Point-based annotation data
____

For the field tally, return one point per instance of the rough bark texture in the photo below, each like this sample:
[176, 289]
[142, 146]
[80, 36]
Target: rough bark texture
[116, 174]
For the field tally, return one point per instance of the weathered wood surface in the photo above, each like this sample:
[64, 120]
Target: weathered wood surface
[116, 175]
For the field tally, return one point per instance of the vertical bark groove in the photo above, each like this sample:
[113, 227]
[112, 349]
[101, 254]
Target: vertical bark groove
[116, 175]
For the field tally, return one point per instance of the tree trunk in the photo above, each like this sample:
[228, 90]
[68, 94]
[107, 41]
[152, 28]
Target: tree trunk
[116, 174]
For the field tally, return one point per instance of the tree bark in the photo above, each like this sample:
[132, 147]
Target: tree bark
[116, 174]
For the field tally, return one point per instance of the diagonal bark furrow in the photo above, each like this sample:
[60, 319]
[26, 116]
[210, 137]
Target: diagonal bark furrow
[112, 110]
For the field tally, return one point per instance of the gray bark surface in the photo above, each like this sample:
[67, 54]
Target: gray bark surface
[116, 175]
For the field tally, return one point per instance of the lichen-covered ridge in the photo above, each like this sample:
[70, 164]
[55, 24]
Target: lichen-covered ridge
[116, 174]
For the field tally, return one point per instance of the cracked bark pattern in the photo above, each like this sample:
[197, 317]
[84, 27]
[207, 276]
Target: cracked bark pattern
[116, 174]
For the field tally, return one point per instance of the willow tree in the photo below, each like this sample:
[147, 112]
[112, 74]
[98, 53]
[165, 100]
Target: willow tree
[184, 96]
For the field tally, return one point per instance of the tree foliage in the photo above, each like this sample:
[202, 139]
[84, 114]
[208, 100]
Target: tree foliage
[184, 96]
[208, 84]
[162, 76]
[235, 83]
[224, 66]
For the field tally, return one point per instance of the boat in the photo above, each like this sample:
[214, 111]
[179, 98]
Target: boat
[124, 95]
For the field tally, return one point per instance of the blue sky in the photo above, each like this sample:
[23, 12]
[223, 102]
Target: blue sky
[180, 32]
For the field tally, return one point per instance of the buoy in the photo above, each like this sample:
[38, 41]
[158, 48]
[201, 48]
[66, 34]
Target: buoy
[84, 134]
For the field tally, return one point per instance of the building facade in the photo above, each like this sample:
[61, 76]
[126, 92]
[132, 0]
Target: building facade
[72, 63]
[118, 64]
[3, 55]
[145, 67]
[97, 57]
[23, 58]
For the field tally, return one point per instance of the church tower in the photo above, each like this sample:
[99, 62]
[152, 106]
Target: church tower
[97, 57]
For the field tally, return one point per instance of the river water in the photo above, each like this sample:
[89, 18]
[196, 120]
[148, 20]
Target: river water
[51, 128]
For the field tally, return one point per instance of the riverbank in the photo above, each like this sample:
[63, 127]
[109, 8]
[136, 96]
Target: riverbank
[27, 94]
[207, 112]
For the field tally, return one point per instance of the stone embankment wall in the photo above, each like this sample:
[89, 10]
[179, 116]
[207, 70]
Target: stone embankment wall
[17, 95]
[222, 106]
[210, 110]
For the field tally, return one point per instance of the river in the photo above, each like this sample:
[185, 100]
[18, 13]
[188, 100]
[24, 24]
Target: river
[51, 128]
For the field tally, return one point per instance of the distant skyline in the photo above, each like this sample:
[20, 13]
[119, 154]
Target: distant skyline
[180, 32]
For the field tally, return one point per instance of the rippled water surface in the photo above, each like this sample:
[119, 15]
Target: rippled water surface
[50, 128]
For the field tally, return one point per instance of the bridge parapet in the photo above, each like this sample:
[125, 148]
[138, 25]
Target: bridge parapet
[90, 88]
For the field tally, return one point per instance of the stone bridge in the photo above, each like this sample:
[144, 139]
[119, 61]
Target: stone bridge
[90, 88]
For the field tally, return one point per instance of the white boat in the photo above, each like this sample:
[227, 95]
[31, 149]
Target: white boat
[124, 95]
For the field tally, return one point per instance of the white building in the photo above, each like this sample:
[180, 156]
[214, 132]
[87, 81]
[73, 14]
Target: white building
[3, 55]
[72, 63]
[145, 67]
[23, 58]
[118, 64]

____

*EXERCISE INSTRUCTIONS*: Copy the lines of the listing above without any changes, from the line containing "the white building" through the last line of the listing, both included.

*ANSWER TO THIS PROBLEM*:
For the field tally, return one point per instance of the white building in the photo above, each like this sample:
[180, 156]
[214, 132]
[87, 81]
[73, 14]
Target: white building
[3, 55]
[72, 63]
[145, 67]
[23, 58]
[118, 64]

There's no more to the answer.